Request: Pull out every line in the rows below that contains the word "wiper", and copy each one in full.

[Object point labels]
— Begin —

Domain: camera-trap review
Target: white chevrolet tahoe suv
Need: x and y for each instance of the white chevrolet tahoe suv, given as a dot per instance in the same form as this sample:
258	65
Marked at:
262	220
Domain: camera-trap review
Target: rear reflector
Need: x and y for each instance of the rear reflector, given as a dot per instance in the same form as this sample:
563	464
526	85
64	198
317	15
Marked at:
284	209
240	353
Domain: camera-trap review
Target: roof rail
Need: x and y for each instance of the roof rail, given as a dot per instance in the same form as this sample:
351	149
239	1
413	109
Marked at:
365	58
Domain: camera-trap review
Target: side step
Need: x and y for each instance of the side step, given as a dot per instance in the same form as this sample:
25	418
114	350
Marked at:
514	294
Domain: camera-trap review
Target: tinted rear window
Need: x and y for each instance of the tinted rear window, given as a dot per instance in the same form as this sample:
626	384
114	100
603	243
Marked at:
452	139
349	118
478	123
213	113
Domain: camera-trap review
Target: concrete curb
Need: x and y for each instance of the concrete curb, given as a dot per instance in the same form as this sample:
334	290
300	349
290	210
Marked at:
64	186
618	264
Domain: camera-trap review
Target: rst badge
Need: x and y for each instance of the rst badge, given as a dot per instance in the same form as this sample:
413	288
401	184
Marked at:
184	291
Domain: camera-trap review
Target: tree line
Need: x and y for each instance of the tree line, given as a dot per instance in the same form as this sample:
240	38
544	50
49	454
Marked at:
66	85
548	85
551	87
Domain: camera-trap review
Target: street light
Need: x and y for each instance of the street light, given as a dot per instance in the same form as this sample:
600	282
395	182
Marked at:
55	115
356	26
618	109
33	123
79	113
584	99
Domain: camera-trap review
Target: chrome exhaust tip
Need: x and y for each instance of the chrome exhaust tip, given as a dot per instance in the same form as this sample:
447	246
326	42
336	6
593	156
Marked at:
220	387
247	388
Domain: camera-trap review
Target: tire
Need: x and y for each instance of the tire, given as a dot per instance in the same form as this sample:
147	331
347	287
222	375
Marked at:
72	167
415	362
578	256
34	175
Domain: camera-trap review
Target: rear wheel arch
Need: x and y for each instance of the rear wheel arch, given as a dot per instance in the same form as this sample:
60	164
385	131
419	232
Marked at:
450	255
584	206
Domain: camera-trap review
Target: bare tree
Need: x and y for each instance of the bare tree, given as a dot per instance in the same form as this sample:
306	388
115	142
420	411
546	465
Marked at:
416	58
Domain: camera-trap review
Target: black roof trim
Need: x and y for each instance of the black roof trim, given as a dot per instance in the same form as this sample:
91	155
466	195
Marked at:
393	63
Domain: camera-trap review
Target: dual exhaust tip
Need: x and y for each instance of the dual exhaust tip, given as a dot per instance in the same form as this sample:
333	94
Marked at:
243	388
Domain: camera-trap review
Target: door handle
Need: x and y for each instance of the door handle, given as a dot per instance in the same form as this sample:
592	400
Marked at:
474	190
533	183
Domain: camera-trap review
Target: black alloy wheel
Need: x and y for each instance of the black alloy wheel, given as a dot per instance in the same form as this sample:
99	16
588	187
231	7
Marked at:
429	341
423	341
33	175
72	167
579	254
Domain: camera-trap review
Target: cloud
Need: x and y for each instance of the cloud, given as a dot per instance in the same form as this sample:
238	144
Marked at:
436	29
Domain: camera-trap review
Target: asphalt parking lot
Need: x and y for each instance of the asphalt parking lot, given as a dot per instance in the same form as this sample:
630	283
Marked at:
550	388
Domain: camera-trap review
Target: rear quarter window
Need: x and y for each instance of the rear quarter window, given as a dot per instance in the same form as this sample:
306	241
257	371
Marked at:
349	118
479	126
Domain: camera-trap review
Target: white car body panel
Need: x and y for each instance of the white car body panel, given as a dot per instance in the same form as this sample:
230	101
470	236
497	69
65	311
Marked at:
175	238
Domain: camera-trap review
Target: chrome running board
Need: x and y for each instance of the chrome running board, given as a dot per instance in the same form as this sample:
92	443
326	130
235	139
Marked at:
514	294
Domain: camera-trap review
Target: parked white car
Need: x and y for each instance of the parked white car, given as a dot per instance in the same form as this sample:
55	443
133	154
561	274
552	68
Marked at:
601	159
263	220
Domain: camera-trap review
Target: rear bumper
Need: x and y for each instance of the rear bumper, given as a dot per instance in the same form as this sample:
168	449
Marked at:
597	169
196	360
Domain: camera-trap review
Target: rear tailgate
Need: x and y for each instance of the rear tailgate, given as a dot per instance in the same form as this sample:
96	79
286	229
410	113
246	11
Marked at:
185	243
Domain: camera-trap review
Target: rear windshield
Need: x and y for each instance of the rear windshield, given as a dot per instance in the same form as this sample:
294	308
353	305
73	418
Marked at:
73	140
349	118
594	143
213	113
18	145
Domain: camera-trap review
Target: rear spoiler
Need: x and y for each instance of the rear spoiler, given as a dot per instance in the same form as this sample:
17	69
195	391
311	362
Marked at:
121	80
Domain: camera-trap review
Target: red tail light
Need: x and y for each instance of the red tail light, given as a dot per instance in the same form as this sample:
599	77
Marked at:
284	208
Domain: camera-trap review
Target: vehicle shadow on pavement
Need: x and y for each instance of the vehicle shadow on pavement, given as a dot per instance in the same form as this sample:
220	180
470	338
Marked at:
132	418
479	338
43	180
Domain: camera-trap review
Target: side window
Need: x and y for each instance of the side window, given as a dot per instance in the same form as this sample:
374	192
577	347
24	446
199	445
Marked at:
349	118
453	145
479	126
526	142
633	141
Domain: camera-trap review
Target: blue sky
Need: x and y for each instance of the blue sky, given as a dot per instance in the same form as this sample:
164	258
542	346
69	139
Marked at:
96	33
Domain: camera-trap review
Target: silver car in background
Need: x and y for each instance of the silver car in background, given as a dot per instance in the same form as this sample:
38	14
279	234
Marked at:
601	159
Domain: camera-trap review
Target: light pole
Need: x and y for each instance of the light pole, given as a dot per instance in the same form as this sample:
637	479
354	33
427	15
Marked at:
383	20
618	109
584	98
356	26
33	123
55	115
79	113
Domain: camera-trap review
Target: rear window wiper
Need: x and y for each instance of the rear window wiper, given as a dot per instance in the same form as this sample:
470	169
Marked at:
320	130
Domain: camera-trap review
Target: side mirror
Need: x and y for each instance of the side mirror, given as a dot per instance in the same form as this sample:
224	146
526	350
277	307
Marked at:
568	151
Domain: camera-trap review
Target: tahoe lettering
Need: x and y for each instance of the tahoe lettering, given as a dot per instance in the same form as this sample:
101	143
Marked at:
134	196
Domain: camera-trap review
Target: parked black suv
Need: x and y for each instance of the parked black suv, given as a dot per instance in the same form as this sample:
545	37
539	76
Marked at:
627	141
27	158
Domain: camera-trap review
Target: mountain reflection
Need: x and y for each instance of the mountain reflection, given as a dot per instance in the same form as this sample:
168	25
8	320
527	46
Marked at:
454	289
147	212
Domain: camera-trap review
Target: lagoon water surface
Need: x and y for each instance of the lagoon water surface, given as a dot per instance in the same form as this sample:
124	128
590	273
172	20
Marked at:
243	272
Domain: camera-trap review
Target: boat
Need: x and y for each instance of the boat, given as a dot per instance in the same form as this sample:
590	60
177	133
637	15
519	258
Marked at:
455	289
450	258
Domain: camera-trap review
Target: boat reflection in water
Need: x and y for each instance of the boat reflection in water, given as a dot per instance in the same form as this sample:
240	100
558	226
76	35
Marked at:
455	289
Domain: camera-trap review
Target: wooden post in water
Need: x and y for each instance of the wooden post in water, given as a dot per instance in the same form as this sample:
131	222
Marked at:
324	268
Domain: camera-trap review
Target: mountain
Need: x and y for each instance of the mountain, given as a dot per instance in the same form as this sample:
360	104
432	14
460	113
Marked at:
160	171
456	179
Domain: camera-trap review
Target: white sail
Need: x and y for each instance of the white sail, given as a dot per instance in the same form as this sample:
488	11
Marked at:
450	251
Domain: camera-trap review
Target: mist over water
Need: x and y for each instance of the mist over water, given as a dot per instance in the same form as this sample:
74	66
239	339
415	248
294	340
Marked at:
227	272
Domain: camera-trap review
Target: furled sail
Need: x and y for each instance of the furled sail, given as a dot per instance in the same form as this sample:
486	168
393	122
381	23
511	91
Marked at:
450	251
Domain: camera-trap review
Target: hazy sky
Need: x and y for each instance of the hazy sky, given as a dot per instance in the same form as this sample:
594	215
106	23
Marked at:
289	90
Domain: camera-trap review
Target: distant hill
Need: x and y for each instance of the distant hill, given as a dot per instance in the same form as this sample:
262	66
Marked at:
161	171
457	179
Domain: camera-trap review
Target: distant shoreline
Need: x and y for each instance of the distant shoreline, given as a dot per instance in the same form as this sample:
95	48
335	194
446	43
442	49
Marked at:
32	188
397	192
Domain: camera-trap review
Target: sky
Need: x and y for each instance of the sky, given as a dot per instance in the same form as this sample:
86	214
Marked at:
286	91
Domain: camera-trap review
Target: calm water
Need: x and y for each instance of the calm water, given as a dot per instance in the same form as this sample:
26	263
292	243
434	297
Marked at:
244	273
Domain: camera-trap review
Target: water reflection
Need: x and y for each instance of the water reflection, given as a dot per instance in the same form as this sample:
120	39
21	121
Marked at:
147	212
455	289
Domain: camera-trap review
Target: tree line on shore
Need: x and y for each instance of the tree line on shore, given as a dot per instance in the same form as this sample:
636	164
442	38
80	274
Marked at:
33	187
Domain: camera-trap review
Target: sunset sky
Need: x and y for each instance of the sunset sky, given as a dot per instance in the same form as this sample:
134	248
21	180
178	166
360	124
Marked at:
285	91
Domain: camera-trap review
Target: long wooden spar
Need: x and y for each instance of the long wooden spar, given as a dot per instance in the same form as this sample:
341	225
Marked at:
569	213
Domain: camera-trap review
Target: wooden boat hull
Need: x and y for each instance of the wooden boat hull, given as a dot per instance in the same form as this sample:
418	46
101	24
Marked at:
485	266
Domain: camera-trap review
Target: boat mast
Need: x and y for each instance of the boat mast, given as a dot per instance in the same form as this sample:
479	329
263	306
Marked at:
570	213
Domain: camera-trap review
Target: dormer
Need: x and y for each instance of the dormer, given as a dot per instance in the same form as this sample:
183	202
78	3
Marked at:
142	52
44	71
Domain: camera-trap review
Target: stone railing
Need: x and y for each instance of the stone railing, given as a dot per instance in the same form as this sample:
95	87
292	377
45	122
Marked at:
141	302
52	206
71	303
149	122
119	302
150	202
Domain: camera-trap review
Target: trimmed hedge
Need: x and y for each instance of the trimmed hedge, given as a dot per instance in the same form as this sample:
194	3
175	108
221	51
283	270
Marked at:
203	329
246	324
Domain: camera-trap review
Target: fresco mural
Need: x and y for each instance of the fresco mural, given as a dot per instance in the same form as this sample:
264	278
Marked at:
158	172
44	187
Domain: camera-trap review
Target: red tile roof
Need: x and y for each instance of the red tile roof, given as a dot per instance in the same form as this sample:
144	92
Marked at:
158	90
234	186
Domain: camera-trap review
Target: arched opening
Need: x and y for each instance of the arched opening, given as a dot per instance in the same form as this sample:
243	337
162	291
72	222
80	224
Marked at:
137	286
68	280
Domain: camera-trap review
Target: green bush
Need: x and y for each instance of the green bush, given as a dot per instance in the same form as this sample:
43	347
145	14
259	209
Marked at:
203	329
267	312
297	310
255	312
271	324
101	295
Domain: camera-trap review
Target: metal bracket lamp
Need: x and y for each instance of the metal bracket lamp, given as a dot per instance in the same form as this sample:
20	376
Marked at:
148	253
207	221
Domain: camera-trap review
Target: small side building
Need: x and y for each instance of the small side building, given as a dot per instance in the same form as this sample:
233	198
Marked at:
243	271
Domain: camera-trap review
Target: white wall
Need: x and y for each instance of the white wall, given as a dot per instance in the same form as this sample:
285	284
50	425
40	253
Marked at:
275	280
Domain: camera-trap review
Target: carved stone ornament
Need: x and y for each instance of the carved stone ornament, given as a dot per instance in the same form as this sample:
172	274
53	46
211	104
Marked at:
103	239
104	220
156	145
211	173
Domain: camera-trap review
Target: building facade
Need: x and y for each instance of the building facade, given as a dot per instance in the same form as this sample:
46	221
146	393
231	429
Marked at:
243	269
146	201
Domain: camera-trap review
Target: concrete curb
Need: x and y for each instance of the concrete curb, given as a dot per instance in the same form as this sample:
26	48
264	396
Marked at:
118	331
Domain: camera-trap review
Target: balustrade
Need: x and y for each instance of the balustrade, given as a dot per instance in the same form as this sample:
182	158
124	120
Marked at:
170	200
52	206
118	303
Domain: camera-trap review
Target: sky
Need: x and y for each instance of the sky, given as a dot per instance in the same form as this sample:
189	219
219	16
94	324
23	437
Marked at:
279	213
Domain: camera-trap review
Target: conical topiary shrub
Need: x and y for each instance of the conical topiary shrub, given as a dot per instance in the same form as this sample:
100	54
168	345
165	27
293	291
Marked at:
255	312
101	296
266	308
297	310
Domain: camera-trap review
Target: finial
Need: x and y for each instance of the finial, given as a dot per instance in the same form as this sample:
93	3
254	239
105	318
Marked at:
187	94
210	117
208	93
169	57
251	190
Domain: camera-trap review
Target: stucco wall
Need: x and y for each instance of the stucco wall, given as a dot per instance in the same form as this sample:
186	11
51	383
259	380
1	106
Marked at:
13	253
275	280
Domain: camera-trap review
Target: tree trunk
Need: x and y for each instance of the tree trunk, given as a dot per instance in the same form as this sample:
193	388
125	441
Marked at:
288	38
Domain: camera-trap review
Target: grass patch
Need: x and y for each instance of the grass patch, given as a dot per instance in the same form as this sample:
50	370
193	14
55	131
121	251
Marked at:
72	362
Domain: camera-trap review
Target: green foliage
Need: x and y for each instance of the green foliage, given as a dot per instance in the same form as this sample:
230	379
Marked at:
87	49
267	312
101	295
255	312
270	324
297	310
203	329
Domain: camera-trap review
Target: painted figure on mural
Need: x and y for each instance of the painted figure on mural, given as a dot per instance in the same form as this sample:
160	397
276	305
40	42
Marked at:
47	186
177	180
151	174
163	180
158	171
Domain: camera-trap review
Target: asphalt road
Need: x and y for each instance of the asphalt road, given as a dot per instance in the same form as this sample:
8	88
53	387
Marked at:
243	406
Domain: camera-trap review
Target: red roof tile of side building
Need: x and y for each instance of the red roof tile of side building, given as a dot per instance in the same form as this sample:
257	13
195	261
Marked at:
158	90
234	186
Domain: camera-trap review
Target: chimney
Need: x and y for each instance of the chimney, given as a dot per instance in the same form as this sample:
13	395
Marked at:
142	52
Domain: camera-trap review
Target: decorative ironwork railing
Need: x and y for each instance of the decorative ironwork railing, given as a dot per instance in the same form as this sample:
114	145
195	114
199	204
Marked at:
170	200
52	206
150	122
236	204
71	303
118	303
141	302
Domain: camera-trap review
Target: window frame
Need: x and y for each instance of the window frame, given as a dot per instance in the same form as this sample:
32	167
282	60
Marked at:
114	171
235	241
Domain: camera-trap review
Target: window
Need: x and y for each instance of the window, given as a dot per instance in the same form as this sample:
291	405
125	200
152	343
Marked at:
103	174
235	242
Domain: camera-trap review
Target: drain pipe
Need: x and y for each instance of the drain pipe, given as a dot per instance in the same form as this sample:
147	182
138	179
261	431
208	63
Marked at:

— End —

Full response:
Target: rear window wiper
Need: x and y for each instance of the rear window wiper, given as a dot per instance in the same form as this sample:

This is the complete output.